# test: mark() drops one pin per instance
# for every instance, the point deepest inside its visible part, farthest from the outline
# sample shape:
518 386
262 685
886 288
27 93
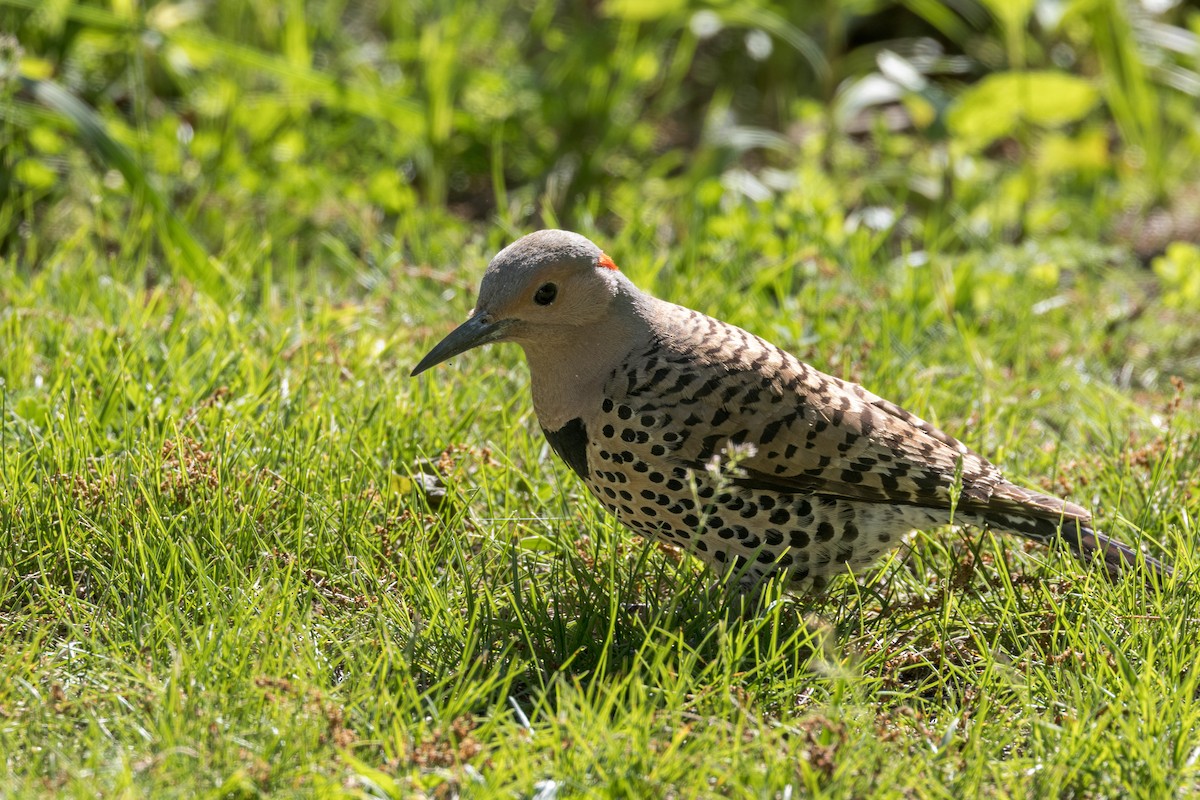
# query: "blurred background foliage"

# # #

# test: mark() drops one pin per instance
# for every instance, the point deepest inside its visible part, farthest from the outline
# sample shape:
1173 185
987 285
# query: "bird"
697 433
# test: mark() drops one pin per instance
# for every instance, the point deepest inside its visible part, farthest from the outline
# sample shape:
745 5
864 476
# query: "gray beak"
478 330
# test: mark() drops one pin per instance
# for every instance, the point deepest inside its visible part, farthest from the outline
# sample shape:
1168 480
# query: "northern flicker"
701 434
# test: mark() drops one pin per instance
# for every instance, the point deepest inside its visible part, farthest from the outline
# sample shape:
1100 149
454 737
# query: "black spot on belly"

# # #

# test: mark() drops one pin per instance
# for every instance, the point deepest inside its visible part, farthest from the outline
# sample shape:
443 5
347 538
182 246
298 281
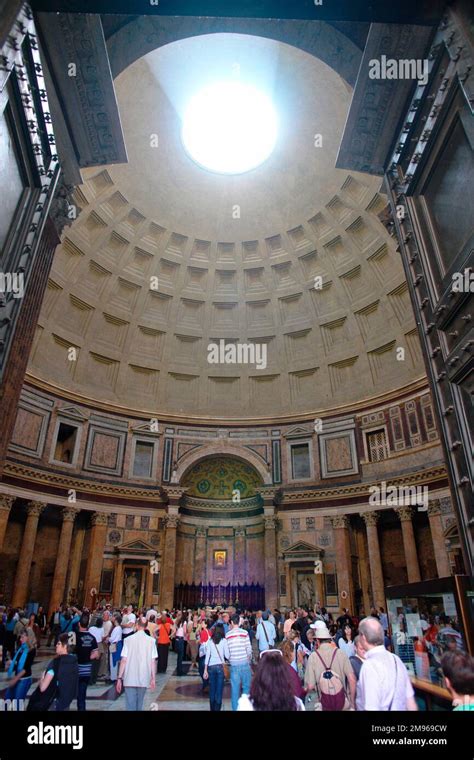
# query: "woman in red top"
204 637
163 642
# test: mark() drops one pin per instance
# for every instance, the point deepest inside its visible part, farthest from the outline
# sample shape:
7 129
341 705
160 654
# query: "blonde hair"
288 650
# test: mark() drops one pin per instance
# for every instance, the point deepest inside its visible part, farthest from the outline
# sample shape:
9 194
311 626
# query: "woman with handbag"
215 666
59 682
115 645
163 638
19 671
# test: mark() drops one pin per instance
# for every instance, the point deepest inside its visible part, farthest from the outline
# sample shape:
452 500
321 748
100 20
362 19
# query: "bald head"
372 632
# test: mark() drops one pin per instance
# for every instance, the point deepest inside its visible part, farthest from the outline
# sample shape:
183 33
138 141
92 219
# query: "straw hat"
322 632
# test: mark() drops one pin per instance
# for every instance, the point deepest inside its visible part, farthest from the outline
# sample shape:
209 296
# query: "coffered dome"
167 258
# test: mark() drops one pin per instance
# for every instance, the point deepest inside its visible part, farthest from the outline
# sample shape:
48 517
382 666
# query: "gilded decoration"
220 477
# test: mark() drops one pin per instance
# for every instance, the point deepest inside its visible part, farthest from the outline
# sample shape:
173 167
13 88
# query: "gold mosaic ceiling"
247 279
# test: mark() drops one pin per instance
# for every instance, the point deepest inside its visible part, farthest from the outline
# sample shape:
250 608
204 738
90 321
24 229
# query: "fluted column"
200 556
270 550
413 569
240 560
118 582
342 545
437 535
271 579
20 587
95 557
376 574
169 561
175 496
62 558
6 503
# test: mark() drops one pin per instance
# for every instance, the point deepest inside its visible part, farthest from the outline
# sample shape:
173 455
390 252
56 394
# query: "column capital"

# # #

#### EXERCISE GOAL
Count how many lines in the rows above contain the string "column". Case counts, and the answer should be the number alone.

#### OUTPUT
2